To be done:
Report each line of the records that contains the word "every", copied in full. Case counts.
<<<<
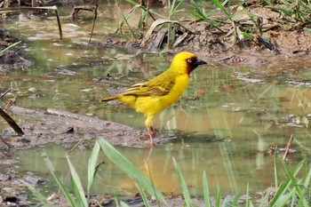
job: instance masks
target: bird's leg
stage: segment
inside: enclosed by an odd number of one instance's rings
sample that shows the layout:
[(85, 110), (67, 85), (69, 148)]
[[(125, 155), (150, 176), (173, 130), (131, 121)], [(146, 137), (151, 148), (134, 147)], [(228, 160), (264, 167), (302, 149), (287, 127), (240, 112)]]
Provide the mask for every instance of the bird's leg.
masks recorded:
[(145, 125), (147, 127), (147, 130), (148, 131), (148, 135), (150, 138), (150, 144), (151, 146), (155, 145), (154, 138), (156, 137), (156, 131), (152, 127), (152, 118), (154, 117), (153, 115), (146, 115), (146, 121), (145, 121)]
[(148, 131), (150, 138), (150, 144), (153, 146), (155, 145), (154, 138), (156, 137), (156, 131), (152, 126), (149, 126)]

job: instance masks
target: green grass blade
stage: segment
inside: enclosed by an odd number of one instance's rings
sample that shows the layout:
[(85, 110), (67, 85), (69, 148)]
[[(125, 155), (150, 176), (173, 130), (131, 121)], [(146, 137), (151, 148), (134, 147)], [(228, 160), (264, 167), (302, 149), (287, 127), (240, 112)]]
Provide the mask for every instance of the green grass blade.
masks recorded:
[[(179, 2), (179, 4), (178, 4), (175, 7), (172, 7), (172, 8), (171, 8), (171, 13), (170, 13), (170, 17), (172, 16), (172, 15), (174, 15), (174, 14), (176, 13), (177, 10), (179, 8), (179, 6), (180, 6), (180, 4), (181, 4), (181, 3), (182, 3), (183, 1), (184, 1), (184, 0), (180, 0), (180, 1)], [(175, 4), (174, 4), (174, 5), (175, 5)]]
[(272, 191), (272, 187), (269, 187), (265, 195), (265, 196), (261, 199), (260, 203), (259, 205), (259, 207), (264, 207), (267, 205), (267, 203), (268, 203), (268, 196)]
[(123, 171), (124, 171), (132, 180), (143, 187), (148, 194), (152, 195), (159, 202), (165, 203), (165, 198), (136, 166), (119, 153), (111, 144), (104, 139), (99, 139), (98, 142), (106, 155)]
[(120, 201), (121, 207), (131, 207), (125, 202)]
[(211, 199), (210, 199), (209, 183), (207, 180), (205, 171), (203, 171), (203, 192), (204, 196), (205, 207), (211, 207)]
[[(297, 175), (297, 173), (301, 169), (302, 165), (303, 165), (303, 162), (300, 162), (296, 166), (296, 168), (291, 172), (293, 176)], [(278, 188), (276, 188), (276, 187), (275, 187), (275, 195), (274, 198), (271, 200), (269, 206), (275, 206), (275, 203), (280, 202), (279, 199), (281, 199), (281, 200), (283, 199), (286, 191), (289, 190), (291, 183), (291, 178), (287, 178)]]
[(60, 180), (54, 174), (53, 166), (52, 165), (52, 163), (51, 163), (50, 159), (48, 159), (48, 158), (45, 159), (45, 163), (46, 163), (46, 166), (48, 167), (48, 169), (50, 170), (50, 172), (51, 172), (52, 176), (54, 178), (57, 185), (59, 186), (59, 187), (60, 188), (61, 192), (65, 195), (67, 201), (69, 203), (69, 204), (71, 206), (76, 207), (76, 203), (74, 202), (74, 199), (71, 197), (69, 192), (65, 188), (64, 185), (62, 185)]
[(150, 207), (149, 201), (148, 200), (146, 194), (144, 190), (141, 188), (141, 187), (139, 185), (140, 195), (142, 197), (142, 200), (144, 201), (145, 207)]
[(178, 163), (177, 163), (177, 162), (176, 162), (174, 157), (172, 157), (172, 162), (174, 163), (175, 169), (176, 169), (177, 173), (179, 175), (180, 187), (181, 187), (181, 191), (182, 191), (182, 194), (184, 195), (184, 199), (185, 199), (185, 202), (187, 203), (187, 206), (193, 206), (194, 204), (193, 204), (193, 202), (191, 200), (189, 191), (187, 190), (187, 187), (185, 179), (182, 176), (181, 171), (180, 171), (180, 169), (179, 169), (179, 165), (178, 165)]
[[(300, 162), (301, 166), (302, 166), (303, 163), (304, 163), (304, 161)], [(283, 164), (283, 168), (285, 169), (287, 175), (291, 179), (291, 182), (293, 183), (293, 185), (296, 188), (296, 193), (297, 193), (298, 196), (299, 197), (298, 206), (301, 206), (301, 203), (303, 203), (304, 206), (308, 206), (308, 203), (305, 197), (306, 191), (301, 190), (299, 183), (295, 179), (295, 175), (291, 171), (291, 170), (288, 168), (288, 166), (286, 165), (284, 161), (282, 162), (282, 164)]]
[(217, 7), (222, 10), (222, 12), (224, 12), (227, 16), (230, 15), (219, 0), (211, 0), (211, 1), (217, 5)]
[(230, 206), (229, 200), (228, 200), (227, 196), (226, 196), (224, 199), (224, 202), (222, 203), (221, 207), (228, 207), (228, 206)]
[(245, 206), (246, 207), (250, 207), (250, 183), (247, 183), (247, 187), (246, 187), (246, 203)]
[(235, 195), (232, 201), (232, 204), (231, 206), (237, 206), (237, 203), (239, 202), (239, 198), (240, 198), (240, 191), (237, 191), (235, 193)]
[(9, 45), (8, 47), (4, 48), (4, 50), (0, 51), (0, 54), (4, 53), (4, 52), (10, 50), (10, 48), (16, 46), (17, 44), (20, 44), (21, 41), (13, 43), (12, 44)]
[(37, 191), (33, 186), (28, 184), (28, 182), (25, 182), (24, 180), (20, 180), (22, 184), (24, 184), (28, 189), (31, 191), (31, 193), (41, 202), (41, 204), (43, 204), (45, 207), (52, 207), (52, 205), (46, 200), (46, 198), (40, 194), (39, 191)]
[(202, 11), (200, 9), (200, 7), (198, 6), (198, 4), (196, 4), (196, 2), (195, 0), (190, 0), (190, 4), (192, 4), (192, 6), (195, 8), (196, 13), (198, 14), (198, 16), (204, 21), (208, 21), (208, 18), (206, 17), (205, 13), (203, 12), (203, 11)]
[(216, 198), (215, 198), (215, 207), (220, 207), (220, 200), (221, 200), (220, 188), (219, 188), (219, 186), (217, 185), (217, 193), (216, 193)]
[(89, 158), (89, 163), (87, 167), (87, 193), (90, 193), (92, 184), (94, 180), (95, 177), (95, 167), (96, 167), (96, 162), (97, 157), (99, 155), (100, 152), (100, 145), (96, 141), (93, 149), (92, 150), (90, 158)]
[(69, 156), (68, 155), (66, 155), (66, 158), (67, 158), (67, 162), (68, 163), (68, 165), (69, 165), (73, 187), (76, 187), (76, 199), (78, 202), (82, 203), (81, 204), (83, 206), (88, 207), (87, 201), (85, 198), (84, 190), (84, 187), (82, 187), (81, 180), (80, 180), (79, 176), (76, 171), (76, 168), (71, 163), (71, 161), (70, 161)]
[(278, 179), (277, 179), (277, 174), (278, 174), (278, 160), (277, 160), (277, 147), (275, 147), (275, 191), (277, 191), (277, 188), (279, 187)]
>>>>
Exercise solution:
Provide the mask for every instance of the bird's leg.
Provide the mask for every instance of the green grass blade.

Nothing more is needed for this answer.